▶ **Provided information**
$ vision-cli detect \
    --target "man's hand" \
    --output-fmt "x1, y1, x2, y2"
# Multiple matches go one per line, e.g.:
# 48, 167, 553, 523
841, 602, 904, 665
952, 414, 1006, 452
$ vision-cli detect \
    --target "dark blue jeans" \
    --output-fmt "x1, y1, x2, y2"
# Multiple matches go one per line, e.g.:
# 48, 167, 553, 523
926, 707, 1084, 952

▶ **Work to be completed**
Please repeat all of the material above verbatim, line for line.

▶ **The reply**
$ vision-cli detect \
    --target "man's hand" \
    --output-fmt "x1, y1, x2, y2"
# Multiple matches go one per line, e.g.:
# 48, 167, 553, 523
841, 602, 904, 665
952, 414, 1006, 452
$ vision-cli detect \
    --target "dark blue jeans" \
    --output-fmt "x1, y1, x2, y2"
# Multiple matches go one per line, e.g.:
# 48, 167, 553, 523
926, 707, 1084, 952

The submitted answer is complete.